Written request A
Under the RBI circular, to what share of the computed limit is the past performance facility reduced for importers?
Written request B
From the RBI circular, extract the stretch from "Circular No.32 dated" through "the above facility.".
Written request C
What is the Spanish for this sentence from the RBI circular: "It has now been decided to withdraw the above facility."?

Text extract
RBI Tightens Forex Forward Contracts
Transactions
[RBI
Circular No. 58 dated 15th December 2011]
Sub: Risk
Management and Inter Bank Dealings
Attention of Authorized Dealers Category – I (AD
Category – I) banks is invited to the Foreign Exchange Management (Foreign Exchange
Derivative Contracts) Regulations, 2000 dated May 3, 2000 [Notification No.FEMA/25/RB-2000 dated May 3, 2000] and A.P.(DIR Series)
Circular No.32 dated December 28, 2010, as amended from time to time.
2. Keeping in
view the developments in the foreign exchange market, it has been decided to
implement the following measures with immediate effect until further
review.
i. Under
contracted exposures, forward contracts, involving the Rupee as one of the
currencies, booked by residents to hedge current account transactions,
regardless of the tenor, and to hedge capital account transactions, falling due
within one year, were allowed to be cancelled and rebooked.
It has now been decided to withdraw the above facility.
Forward contracts booked by residents irrespective of the type and tenor of the
underlying exposure, once cancelled, cannot be rebooked.
ii. Under
probable exposures based on past performance residents were allowed to hedge
currency risk on the basis of a declaration of an exposure and based on past
performance up to the average of the previous three financial years’ (April to
March) actual import/export turnover or the previous year’s actual
import/export turnover, whichever is higher. Further,
contracts booked in excess of 75 per cent of the eligible limit were to be on
deliverable basis and could not be cancelled.
It has now been decided that
a. For importers
availing of the above past performance facility, the facility stands reduced to
25 percent of the limit as computed above, i.e., 25 percent of the average of the previous three financial
years’ (April to March) actual import/export turnover or the previous year’s
actual import/export turnover, whichever is higher. In case of importers who
have already utilised in excess of the revised / reduced limit, no further
bookings may be allowed under this facility.

[Records from a collection]
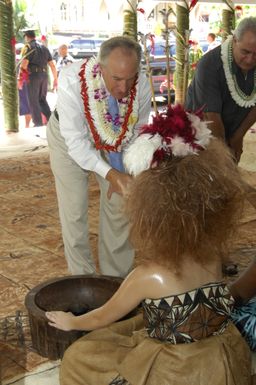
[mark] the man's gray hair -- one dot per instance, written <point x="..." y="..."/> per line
<point x="123" y="42"/>
<point x="245" y="25"/>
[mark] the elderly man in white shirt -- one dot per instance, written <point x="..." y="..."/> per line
<point x="101" y="104"/>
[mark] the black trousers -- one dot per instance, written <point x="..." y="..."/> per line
<point x="37" y="92"/>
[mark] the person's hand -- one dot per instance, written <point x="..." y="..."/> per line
<point x="118" y="181"/>
<point x="236" y="145"/>
<point x="60" y="320"/>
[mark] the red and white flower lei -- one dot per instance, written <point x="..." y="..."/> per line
<point x="95" y="100"/>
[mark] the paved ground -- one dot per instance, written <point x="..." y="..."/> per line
<point x="31" y="249"/>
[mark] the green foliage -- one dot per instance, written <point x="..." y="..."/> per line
<point x="8" y="67"/>
<point x="19" y="18"/>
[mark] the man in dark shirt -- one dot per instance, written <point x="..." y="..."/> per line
<point x="224" y="86"/>
<point x="33" y="68"/>
<point x="64" y="58"/>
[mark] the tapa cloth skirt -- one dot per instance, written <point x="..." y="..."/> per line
<point x="123" y="354"/>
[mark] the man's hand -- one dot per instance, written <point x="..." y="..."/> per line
<point x="118" y="181"/>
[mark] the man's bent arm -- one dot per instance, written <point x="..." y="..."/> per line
<point x="215" y="124"/>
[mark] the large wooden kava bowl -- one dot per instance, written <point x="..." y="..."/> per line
<point x="78" y="294"/>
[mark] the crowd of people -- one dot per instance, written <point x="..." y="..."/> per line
<point x="171" y="199"/>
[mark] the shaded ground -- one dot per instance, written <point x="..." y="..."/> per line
<point x="31" y="248"/>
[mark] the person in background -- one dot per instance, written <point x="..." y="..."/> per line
<point x="195" y="54"/>
<point x="33" y="69"/>
<point x="211" y="38"/>
<point x="243" y="290"/>
<point x="180" y="231"/>
<point x="224" y="87"/>
<point x="100" y="106"/>
<point x="64" y="58"/>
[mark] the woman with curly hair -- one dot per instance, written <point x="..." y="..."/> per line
<point x="183" y="206"/>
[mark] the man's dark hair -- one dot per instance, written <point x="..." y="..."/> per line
<point x="212" y="35"/>
<point x="123" y="42"/>
<point x="30" y="34"/>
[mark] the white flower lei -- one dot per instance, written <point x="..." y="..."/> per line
<point x="98" y="106"/>
<point x="237" y="94"/>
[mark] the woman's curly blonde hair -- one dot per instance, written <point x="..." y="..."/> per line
<point x="186" y="206"/>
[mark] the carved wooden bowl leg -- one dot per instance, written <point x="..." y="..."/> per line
<point x="78" y="294"/>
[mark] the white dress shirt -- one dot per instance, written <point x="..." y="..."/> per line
<point x="73" y="124"/>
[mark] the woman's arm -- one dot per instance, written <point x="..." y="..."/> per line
<point x="131" y="292"/>
<point x="244" y="287"/>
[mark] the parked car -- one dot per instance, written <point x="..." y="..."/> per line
<point x="159" y="78"/>
<point x="83" y="48"/>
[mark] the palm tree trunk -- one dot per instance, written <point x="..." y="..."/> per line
<point x="130" y="19"/>
<point x="182" y="50"/>
<point x="8" y="67"/>
<point x="228" y="21"/>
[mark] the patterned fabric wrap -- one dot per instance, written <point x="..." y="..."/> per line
<point x="244" y="317"/>
<point x="191" y="316"/>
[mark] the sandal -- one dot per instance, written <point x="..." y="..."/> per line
<point x="230" y="268"/>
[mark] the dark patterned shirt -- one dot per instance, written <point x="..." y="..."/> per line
<point x="191" y="316"/>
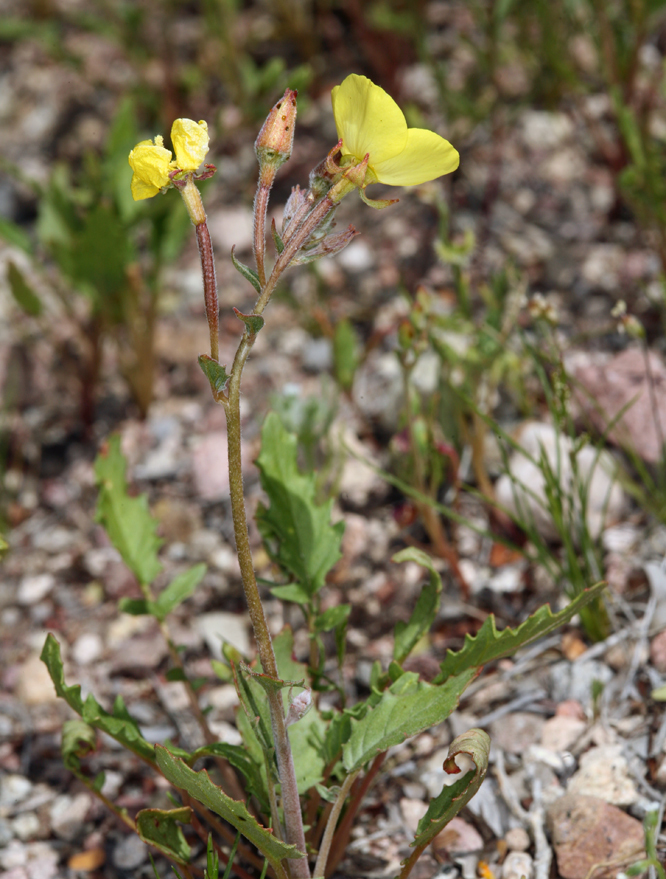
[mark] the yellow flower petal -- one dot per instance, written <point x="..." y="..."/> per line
<point x="190" y="141"/>
<point x="368" y="120"/>
<point x="426" y="156"/>
<point x="150" y="163"/>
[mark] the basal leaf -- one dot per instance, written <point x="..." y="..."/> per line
<point x="489" y="644"/>
<point x="297" y="531"/>
<point x="199" y="786"/>
<point x="475" y="745"/>
<point x="120" y="725"/>
<point x="127" y="520"/>
<point x="22" y="292"/>
<point x="160" y="827"/>
<point x="180" y="588"/>
<point x="407" y="635"/>
<point x="240" y="759"/>
<point x="408" y="707"/>
<point x="78" y="740"/>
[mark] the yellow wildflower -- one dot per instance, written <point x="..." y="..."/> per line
<point x="152" y="163"/>
<point x="369" y="122"/>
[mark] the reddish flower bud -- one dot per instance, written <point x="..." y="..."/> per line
<point x="274" y="142"/>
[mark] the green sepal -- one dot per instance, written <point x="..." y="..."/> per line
<point x="475" y="744"/>
<point x="378" y="204"/>
<point x="159" y="827"/>
<point x="253" y="322"/>
<point x="248" y="273"/>
<point x="200" y="786"/>
<point x="279" y="243"/>
<point x="214" y="372"/>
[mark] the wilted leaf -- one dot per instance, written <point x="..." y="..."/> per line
<point x="475" y="744"/>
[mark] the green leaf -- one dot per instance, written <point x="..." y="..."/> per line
<point x="408" y="707"/>
<point x="180" y="588"/>
<point x="240" y="759"/>
<point x="296" y="530"/>
<point x="407" y="635"/>
<point x="120" y="725"/>
<point x="332" y="618"/>
<point x="78" y="740"/>
<point x="489" y="644"/>
<point x="345" y="354"/>
<point x="246" y="271"/>
<point x="214" y="372"/>
<point x="475" y="744"/>
<point x="22" y="292"/>
<point x="14" y="235"/>
<point x="127" y="520"/>
<point x="199" y="786"/>
<point x="159" y="827"/>
<point x="135" y="607"/>
<point x="253" y="322"/>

Exercise answer A
25 percent

Exercise answer B
Circular No.32 dated December 28, 2010, as amended from time to time.
2. Keeping in
view the developments in the foreign exchange market, it has been decided to
implement the following measures with immediate effect until further
review.
i. Under
contracted exposures, forward contracts, involving the Rupee as one of the
currencies, booked by residents to hedge current account transactions,
regardless of the tenor, and to hedge capital account transactions, falling due
within one year, were allowed to be cancelled and rebooked.
It has now been decided to withdraw the above facility.

Exercise answer C
Ahora se ha decidido retirar la facilidad mencionada anteriormente.